* **WHAT TO PRODUCE**
Reproduce each of the following entries verbatim, in the order given.

* **EXCERPTED DATA**
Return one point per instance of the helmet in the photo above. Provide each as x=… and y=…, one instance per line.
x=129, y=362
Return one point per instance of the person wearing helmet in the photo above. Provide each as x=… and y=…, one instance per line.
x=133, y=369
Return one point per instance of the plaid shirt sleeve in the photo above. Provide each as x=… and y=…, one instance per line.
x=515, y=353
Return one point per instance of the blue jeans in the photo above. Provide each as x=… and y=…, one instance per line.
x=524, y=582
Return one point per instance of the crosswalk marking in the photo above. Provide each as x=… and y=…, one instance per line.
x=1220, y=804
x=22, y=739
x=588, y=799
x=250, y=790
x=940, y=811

* **RESPONSE TO THE TASK**
Return one point per instance of the helmet in the photo above. Provide each as x=… and y=…, one instance per line.
x=129, y=362
Return one point per instance of the person wearing helmet in the photo above. Provide each as x=… and y=…, one instance per line.
x=133, y=369
Return one point per instance of the plaid shirt sleeve in the photo above. Provide each as x=… and y=…, one instance per line.
x=515, y=353
Return one point per instance of the blue jeans in the photo above. Provide each as x=… and y=…, one instance per line.
x=524, y=582
Return one point per instance of the crosswalk marking in the photo above. Provide each as x=… and y=…, one instance per line.
x=1220, y=804
x=22, y=739
x=588, y=799
x=250, y=790
x=940, y=811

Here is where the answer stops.